▶ 課題内容 A: 読書コラムの前置きのうち、「どうしても文章量の都合とわか」から「読の方はお気をつけください。」までの部分（両端を含む）を、「未読の方」を「まだ読んでいない方」に置き換えて書き直すこと。
▶ 課題内容 B: 読書コラムの前置きによると、筆者が本記事に「読書コラム」という名称を使っているのはなぜか、答えること。
====== 抜粋テキスト
本文に入る前に、何点かおことわりしておきたい点がありますので、ご承知の上お読みいただければと思います。

 

1. 読書コラムという形式

まずは本記事のスタンスについてです。本記事では、私がテーマ本を読んだことをきっかけに感じたことや考えたことを書いていくものとなっており、その意味で「読書コラム」という名称を使っています。

 

書評を意図したものではないので、本の中から筆者の主張を汲み取ったり、書かれた時代背景や文学的な考察をもとに読み解こうとするものではないので、そういうものを求めている方には適していないと思います。あくまでも「現在の私が」どう考えたかについての文章です。人によっては拡大解釈しすぎではないかとも思うかも知れませんが、その辺りは意見の違いということでご勘弁いただきたいところです。

 

 2. 記事の焦点

どうしても文章量の都合とわかりやすさの観点から、テーマ本に描かれている色々な要素のうち、かなり絞った内容についての記事となっています。

 

本当は色々と書きたいのですが、どうしても文章としてのまとまりを考えるとそぎ落とさざるを得ない部分がでてしまうのが実情です。

 

3. ネタバレ

ネタバレについては冒頭に書いた通りです。物語の核心に迫る内容も書いていくので、未読の方はお気をつけください。

 

前置きが長くなってしまいましたが、ここから本文に入っていきたいと思います。
============
====== 記録データ
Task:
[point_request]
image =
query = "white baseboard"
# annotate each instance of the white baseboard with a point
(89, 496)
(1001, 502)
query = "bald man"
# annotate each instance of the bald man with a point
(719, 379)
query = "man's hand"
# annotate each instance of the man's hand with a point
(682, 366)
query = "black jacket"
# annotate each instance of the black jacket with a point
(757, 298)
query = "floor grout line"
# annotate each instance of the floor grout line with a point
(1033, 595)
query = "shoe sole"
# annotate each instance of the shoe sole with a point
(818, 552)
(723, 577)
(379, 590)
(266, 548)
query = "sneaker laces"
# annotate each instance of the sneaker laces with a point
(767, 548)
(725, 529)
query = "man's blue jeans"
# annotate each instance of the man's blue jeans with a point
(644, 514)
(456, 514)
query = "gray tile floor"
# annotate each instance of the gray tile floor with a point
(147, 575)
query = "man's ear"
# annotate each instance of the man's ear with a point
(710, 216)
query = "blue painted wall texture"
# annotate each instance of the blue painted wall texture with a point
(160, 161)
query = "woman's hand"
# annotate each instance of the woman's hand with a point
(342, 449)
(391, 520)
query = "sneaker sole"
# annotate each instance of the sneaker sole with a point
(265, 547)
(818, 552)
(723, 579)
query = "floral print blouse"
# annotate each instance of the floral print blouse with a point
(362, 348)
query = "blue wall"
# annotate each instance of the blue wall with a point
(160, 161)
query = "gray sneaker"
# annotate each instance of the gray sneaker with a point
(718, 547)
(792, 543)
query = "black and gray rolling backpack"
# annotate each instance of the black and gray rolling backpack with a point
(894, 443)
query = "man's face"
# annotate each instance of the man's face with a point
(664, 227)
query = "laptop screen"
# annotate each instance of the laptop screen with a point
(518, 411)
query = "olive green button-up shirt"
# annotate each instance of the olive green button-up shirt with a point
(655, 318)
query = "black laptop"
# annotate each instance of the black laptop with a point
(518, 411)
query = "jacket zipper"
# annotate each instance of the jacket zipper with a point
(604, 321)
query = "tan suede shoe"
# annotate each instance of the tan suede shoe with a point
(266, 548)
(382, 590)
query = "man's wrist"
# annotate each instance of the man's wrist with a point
============
▶ 回答文 A:
どうしても文章量の都合とわかりやすさの観点から、テーマ本に描かれている色々な要素のうち、かなり絞った内容についての記事となっています。

 

本当は色々と書きたいのですが、どうしても文章としてのまとまりを考えるとそぎ落とさざるを得ない部分がでてしまうのが実情です。

 

3. ネタバレ

ネタバレについては冒頭に書いた通りです。物語の核心に迫る内容も書いていくので、まだ読んでいない方はお気をつけください。

▶ 回答文 B: テーマ本を読んだことをきっかけに感じたことや考えたことを書いていく記事だから。